• Stated task: Write out the whole listing exactly as it stands.

• Records provided:
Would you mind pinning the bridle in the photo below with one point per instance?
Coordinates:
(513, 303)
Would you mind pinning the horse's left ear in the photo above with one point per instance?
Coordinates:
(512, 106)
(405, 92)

• Answer in full:
Would you mind pinning the bridle in the photo below with one point per instance?
Coordinates:
(513, 303)
Would you mind pinning the horse's left ear in the photo above with one point per instance?
Coordinates:
(512, 106)
(405, 92)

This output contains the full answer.